▶ [Work instructions] Give the number of lines in the data below containing the word "container", with no other text.
BEGIN Dataset records
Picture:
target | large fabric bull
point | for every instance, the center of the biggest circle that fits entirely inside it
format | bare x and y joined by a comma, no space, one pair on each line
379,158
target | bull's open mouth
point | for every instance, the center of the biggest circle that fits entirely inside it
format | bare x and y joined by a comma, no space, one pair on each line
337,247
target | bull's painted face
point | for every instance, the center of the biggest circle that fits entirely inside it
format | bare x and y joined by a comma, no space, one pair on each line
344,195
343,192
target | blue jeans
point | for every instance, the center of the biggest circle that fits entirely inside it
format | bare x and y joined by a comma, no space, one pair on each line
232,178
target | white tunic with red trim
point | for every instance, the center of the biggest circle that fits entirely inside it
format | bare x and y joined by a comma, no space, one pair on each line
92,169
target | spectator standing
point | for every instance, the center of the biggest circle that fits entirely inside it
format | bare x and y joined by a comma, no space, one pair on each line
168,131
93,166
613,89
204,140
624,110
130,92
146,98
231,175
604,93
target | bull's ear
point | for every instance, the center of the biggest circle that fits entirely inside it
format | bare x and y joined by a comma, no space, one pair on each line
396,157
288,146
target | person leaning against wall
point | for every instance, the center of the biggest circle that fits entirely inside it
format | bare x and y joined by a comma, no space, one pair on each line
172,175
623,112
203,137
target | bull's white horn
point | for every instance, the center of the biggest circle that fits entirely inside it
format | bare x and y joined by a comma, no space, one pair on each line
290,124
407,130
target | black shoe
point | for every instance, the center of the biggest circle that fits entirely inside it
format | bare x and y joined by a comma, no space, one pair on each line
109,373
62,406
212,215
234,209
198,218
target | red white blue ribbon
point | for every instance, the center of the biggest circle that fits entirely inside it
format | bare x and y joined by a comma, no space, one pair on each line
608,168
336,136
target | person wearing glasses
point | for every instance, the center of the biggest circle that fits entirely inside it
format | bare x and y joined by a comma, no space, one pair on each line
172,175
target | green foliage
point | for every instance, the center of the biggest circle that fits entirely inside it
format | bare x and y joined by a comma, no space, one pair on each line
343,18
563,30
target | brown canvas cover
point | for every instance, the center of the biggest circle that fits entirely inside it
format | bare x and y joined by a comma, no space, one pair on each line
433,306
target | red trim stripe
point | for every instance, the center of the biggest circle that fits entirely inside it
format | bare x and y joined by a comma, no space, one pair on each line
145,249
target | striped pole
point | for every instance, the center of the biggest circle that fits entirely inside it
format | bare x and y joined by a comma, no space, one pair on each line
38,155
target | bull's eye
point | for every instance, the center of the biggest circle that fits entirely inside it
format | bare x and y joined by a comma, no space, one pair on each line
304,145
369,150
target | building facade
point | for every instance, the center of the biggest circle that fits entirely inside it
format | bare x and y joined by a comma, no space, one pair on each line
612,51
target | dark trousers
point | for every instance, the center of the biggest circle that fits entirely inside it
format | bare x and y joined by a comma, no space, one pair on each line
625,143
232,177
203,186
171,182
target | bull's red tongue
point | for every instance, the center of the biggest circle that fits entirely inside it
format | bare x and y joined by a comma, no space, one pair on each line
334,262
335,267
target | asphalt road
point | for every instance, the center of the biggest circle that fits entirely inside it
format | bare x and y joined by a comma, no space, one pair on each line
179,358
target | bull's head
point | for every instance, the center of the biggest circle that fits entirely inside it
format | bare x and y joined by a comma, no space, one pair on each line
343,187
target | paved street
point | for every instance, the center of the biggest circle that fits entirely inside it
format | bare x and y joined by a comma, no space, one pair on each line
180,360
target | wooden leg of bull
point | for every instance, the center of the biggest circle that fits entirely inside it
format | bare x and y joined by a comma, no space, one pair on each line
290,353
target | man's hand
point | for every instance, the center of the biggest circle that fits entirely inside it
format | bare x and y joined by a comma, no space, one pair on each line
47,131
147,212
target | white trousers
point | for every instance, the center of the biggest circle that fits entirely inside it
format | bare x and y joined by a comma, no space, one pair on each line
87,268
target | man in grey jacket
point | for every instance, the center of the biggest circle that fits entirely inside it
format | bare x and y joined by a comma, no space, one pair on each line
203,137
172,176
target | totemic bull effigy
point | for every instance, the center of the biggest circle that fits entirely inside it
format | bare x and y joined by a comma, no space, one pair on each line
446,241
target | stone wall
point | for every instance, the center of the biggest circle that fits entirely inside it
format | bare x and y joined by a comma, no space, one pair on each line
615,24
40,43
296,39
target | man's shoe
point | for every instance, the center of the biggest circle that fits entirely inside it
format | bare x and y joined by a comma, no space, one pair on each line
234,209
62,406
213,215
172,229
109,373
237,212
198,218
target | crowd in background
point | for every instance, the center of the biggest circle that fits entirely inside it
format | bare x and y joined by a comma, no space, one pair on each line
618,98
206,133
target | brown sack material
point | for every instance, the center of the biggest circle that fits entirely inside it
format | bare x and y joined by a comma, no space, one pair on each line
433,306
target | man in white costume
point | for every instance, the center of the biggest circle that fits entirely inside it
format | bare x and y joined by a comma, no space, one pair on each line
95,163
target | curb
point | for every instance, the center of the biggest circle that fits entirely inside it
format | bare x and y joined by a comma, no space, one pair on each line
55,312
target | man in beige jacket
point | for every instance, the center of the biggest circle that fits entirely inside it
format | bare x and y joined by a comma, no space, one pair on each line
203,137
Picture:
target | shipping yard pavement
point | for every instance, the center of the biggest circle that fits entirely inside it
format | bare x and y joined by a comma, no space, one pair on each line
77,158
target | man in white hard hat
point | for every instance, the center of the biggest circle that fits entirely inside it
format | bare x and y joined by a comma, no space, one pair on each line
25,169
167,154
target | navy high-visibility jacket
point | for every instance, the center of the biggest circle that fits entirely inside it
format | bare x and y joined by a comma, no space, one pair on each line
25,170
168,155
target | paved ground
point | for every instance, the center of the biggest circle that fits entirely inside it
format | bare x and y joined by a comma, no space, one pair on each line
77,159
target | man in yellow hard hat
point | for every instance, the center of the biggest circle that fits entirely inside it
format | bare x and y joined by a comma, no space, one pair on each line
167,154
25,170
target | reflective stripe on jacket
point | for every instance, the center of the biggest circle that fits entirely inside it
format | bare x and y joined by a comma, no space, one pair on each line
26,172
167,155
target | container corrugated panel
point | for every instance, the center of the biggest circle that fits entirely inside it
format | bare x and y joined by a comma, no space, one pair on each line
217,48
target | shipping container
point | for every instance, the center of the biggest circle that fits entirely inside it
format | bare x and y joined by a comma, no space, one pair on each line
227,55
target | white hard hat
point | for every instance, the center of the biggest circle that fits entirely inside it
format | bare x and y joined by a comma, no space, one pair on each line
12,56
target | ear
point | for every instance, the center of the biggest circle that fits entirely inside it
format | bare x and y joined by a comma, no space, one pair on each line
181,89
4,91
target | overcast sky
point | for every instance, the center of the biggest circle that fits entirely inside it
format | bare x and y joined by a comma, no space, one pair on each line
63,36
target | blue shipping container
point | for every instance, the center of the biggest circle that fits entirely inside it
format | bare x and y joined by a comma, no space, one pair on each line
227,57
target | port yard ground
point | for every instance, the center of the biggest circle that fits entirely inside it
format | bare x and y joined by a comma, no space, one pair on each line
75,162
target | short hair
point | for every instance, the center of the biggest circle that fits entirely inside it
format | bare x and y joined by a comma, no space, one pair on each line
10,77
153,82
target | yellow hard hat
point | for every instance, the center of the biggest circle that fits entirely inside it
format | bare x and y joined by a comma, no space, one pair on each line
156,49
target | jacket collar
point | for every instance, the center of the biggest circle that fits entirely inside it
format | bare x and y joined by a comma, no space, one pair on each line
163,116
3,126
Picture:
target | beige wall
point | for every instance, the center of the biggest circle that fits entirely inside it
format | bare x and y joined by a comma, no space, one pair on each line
END Dataset records
▶ [Task result] 3